- **Work to be completed**: A faithful copy is required: transcribe each line below exactly, minus the pictures.

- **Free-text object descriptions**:
_ _ _ _ _

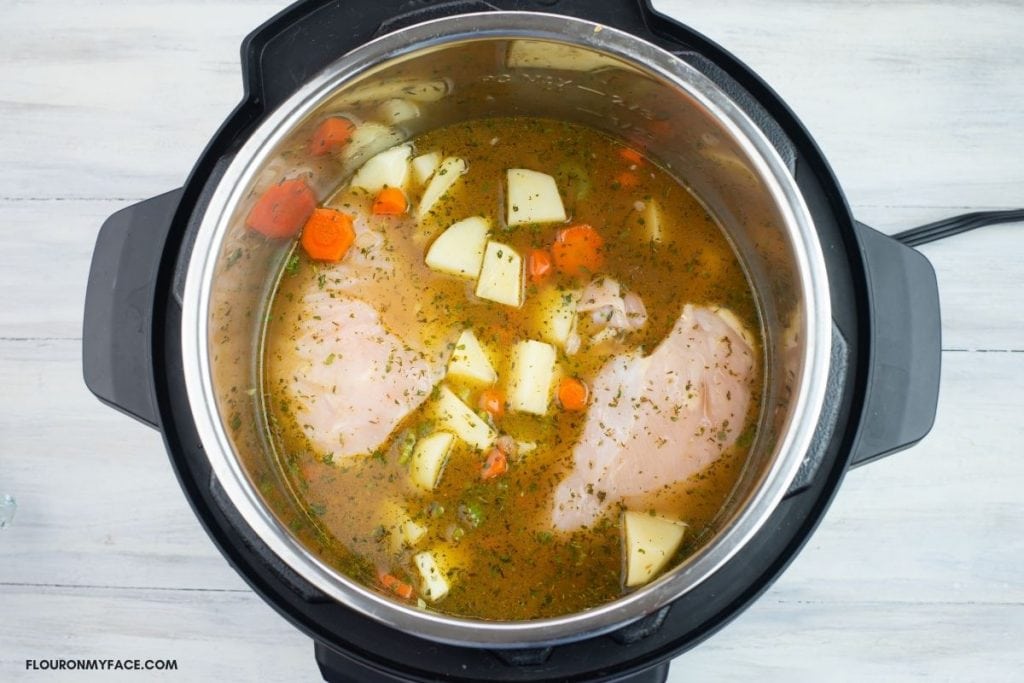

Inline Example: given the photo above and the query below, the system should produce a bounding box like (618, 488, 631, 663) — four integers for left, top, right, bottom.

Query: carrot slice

(615, 171, 640, 189)
(300, 208, 356, 262)
(372, 187, 408, 215)
(246, 179, 317, 239)
(379, 572, 414, 599)
(478, 388, 505, 419)
(558, 377, 589, 411)
(551, 224, 604, 277)
(618, 147, 644, 165)
(481, 448, 508, 480)
(309, 117, 355, 156)
(527, 249, 553, 284)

_ _ _ _ _

- **Written solution**:
Inline Example: given the photo above and the query below, the system should produce a bounding box like (618, 488, 631, 663) — four integers for left, top, right, bottom.

Query: carrot slice

(615, 171, 640, 189)
(300, 208, 356, 262)
(372, 187, 408, 215)
(246, 179, 317, 239)
(379, 572, 414, 599)
(478, 388, 505, 419)
(558, 377, 589, 411)
(551, 224, 604, 277)
(618, 147, 644, 165)
(481, 448, 508, 480)
(309, 117, 355, 156)
(527, 249, 553, 284)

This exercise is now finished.